= What is required =
Retype the letter below on the IRS Coordinated Examination Program word for word, from the title through the last sentence.

= Given text =

Comments on Coordinated Examination Program: Evaluation for Agent Performance and the IRS's Ethics Initiative

December 20, 1989

Earlier this year representatives of Tax Executives Institute met with Larry M. Phillips, you, and other members of the Internal Revenue Service's Quality Improvement Project on the Coordinated Examination Program to discuss the IRS's review of the CEP program as well as its efforts to refine an ethics initiative for the IRS.

In October, Mr. Phillips participated in the Institute's 1989 Annual Conference, which was held in Toronto, and shared his views as the chair of CEP-QIP team; at that time, members of the Institute's IRS Administrative Affairs Committee reacted to Mr. Phillips's presentation and summarized TEI's concerns and recommendations with respect to two aspects of the IRS's CEP program: evaluation of agent and case manager performance, and the application of the IRS's ethics initiative to large case agents.

As we have already advised Mr. Phillips, his presentation to the Institute's Annual Conference was very well received. TEI members were generally heartened by his comments and the direction in which the QIP team is heading. The purpose of this letter is to follow-up on Mr. Phillips's request that the Institute provide its views on measuring performance and the IRS's ethics initiative. In light of Mr. Phillips's subsequent retirement, we have been advised to submit our comments to you, with copies to Commissioner Goldberg, Assistant Commissioner (Examination) Blattner, and Mr. Phillips.

= Supplied entries =

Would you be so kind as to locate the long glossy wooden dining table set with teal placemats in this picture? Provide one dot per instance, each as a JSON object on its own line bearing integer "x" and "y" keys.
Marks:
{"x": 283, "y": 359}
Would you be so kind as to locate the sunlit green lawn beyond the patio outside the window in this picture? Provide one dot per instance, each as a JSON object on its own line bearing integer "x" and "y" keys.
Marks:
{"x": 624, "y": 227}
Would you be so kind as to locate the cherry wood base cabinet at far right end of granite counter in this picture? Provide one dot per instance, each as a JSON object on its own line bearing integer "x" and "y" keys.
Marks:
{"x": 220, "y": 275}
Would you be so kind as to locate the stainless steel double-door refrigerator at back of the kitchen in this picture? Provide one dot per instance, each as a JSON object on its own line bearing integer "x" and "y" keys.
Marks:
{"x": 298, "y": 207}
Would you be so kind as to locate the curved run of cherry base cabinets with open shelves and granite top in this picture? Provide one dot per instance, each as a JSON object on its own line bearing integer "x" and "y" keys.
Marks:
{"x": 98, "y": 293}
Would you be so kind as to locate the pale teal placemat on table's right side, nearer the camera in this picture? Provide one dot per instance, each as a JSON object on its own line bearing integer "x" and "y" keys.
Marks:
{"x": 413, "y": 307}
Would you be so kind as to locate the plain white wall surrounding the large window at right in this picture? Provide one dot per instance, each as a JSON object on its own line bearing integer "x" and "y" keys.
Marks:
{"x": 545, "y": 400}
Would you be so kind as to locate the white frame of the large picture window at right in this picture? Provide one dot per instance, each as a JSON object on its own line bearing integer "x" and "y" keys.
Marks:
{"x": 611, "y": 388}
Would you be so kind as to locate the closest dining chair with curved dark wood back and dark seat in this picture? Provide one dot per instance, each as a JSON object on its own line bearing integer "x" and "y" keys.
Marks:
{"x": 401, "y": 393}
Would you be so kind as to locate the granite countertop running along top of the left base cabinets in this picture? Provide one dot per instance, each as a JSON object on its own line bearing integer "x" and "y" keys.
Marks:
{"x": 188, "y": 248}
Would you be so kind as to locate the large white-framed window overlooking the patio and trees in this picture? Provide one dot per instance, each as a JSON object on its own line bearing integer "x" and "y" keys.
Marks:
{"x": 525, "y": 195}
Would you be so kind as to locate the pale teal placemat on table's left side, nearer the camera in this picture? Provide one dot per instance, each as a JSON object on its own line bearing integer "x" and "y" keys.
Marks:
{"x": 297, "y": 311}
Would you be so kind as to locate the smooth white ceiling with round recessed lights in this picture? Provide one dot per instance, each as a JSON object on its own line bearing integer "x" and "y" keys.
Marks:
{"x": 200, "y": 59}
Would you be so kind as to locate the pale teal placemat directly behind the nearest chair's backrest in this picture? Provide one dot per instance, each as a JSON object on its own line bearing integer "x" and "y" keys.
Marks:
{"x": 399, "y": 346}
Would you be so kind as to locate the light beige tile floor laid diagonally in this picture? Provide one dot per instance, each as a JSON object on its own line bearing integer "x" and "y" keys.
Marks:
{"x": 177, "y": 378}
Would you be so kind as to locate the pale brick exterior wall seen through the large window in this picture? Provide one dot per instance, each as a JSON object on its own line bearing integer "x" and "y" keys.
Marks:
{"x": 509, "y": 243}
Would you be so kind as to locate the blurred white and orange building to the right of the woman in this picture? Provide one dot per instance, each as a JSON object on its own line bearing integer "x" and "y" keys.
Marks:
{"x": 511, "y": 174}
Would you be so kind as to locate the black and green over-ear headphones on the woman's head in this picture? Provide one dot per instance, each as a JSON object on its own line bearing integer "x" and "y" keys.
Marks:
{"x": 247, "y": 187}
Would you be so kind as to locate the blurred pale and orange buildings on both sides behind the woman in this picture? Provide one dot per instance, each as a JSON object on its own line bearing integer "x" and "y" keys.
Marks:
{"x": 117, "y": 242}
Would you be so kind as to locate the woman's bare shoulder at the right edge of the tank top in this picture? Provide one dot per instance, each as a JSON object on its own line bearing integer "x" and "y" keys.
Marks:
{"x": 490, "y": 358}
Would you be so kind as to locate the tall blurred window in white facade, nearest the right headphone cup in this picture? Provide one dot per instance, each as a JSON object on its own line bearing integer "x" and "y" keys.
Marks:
* * *
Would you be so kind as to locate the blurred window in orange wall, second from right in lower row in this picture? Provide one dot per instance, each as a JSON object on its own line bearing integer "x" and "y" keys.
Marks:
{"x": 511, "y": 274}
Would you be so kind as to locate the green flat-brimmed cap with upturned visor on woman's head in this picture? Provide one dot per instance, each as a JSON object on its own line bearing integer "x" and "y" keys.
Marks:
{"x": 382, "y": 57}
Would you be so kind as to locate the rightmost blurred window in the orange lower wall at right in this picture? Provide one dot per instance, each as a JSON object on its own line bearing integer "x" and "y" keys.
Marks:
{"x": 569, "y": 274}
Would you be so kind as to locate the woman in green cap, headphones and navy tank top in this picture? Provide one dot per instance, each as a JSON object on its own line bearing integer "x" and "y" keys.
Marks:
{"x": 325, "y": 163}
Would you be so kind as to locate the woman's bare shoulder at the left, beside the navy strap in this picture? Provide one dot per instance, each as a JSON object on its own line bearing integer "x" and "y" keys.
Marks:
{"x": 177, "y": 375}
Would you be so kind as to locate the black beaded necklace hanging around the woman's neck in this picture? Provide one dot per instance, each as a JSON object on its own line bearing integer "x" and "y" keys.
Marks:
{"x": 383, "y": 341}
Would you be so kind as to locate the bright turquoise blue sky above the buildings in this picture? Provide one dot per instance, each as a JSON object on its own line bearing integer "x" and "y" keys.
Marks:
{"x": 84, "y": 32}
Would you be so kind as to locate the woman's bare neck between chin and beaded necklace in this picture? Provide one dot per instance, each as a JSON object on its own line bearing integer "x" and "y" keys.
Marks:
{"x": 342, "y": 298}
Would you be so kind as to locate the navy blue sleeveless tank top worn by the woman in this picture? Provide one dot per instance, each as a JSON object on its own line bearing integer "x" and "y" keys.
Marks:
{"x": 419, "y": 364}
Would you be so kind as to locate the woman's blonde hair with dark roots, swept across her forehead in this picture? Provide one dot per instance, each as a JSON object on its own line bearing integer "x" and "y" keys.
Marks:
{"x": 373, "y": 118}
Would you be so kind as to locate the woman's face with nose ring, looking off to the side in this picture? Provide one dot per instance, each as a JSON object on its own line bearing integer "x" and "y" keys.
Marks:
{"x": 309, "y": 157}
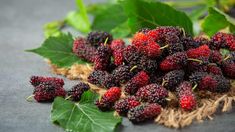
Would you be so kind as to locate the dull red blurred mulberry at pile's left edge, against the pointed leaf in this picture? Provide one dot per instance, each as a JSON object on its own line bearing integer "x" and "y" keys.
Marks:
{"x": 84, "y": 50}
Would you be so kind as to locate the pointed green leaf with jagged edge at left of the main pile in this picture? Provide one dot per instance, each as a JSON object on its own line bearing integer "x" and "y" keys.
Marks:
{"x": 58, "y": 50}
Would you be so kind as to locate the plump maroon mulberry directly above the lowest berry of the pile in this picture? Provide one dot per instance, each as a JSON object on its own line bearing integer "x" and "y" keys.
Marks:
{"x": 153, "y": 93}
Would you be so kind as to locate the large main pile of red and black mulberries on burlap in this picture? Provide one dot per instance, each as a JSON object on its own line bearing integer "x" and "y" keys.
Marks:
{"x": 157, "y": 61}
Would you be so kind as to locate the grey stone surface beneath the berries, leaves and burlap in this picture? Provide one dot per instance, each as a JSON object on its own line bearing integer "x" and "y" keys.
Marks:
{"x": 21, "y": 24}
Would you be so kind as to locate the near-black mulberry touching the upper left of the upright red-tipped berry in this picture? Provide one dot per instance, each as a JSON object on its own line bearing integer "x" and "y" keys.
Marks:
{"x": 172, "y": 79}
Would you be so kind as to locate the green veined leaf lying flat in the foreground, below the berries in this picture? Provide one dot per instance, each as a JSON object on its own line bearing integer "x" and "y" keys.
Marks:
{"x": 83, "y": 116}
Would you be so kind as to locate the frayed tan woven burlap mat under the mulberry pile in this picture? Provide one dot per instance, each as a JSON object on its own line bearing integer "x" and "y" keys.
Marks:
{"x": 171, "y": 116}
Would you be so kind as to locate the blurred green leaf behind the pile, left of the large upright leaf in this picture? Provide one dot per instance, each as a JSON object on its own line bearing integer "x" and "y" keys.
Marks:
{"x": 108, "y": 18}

= Expected output =
Comments on Coordinated Examination Program: Evaluation for Agent Performance and the IRS's Ethics Initiative

December 20, 1989

Earlier this year representatives of Tax Executives Institute met with Larry M. Phillips, you, and other members of the Internal Revenue Service's Quality Improvement Project on the Coordinated Examination Program to discuss the IRS's review of the CEP program as well as its efforts to refine an ethics initiative for the IRS.

In October, Mr. Phillips participated in the Institute's 1989 Annual Conference, which was held in Toronto, and shared his views as the chair of CEP-QIP team; at that time, members of the Institute's IRS Administrative Affairs Committee reacted to Mr. Phillips's presentation and summarized TEI's concerns and recommendations with respect to two aspects of the IRS's CEP program: evaluation of agent and case manager performance, and the application of the IRS's ethics initiative to large case agents.

As we have already advised Mr. Phillips, his presentation to the Institute's Annual Conference was very well received. TEI members were generally heartened by his comments and the direction in which the QIP team is heading. The purpose of this letter is to follow-up on Mr. Phillips's request that the Institute provide its views on measuring performance and the IRS's ethics initiative. In light of Mr. Phillips's subsequent retirement, we have been advised to submit our comments to you, with copies to Commissioner Goldberg, Assistant Commissioner (Examination) Blattner, and Mr. Phillips.